Stated exercise: Count the lines below, across both blocks, that contain the word "human", and reply with only the number.

Material supplied:
»»

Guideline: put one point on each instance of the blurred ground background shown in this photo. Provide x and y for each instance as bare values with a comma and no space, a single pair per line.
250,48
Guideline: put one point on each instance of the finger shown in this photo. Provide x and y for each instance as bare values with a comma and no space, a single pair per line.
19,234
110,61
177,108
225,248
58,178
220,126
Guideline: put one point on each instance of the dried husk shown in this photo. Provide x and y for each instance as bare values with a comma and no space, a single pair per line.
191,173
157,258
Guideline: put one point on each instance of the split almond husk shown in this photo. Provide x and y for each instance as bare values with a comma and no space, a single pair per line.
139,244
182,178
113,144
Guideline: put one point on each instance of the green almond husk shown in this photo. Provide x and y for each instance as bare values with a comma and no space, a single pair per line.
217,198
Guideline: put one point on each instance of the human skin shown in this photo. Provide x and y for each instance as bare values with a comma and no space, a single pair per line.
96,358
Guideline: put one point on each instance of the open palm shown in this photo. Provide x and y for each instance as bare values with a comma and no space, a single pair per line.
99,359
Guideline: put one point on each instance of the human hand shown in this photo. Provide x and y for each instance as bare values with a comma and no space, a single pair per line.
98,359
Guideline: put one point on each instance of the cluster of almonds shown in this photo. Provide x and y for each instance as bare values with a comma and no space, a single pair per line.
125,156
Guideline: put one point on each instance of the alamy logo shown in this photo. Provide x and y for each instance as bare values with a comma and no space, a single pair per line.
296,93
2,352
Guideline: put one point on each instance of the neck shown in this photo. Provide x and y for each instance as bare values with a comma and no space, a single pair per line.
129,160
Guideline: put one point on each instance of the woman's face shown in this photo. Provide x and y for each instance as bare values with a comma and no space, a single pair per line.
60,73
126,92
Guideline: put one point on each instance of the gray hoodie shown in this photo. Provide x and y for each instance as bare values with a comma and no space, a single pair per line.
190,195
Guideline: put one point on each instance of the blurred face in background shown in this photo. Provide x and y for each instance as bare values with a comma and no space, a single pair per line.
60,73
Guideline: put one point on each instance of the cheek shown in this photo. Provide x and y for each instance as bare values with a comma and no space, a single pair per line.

««
»»

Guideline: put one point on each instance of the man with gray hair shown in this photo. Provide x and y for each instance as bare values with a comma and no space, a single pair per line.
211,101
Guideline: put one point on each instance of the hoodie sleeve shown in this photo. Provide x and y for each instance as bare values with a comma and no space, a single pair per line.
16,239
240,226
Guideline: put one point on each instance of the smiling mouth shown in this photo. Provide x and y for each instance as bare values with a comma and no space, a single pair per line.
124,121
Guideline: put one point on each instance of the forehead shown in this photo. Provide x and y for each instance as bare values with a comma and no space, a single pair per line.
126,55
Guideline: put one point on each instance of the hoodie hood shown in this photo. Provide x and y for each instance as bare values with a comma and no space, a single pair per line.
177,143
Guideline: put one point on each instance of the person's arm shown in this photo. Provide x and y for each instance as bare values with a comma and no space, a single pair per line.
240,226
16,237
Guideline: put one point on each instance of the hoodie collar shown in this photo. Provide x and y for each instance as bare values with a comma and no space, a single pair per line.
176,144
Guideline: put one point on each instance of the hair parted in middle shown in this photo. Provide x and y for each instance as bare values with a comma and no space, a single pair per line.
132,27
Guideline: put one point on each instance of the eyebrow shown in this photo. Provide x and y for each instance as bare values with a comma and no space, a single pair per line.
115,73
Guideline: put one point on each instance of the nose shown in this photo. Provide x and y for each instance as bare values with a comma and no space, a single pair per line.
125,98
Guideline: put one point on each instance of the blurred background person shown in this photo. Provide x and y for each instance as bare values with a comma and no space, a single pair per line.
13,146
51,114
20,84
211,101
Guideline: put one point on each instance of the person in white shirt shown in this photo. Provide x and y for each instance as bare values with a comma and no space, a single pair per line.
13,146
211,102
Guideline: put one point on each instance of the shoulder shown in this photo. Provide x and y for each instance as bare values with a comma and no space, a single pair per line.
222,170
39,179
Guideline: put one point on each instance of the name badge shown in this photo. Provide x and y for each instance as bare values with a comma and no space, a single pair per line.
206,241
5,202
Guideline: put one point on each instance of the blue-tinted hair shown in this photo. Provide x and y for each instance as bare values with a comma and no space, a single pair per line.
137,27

««

The answer: 2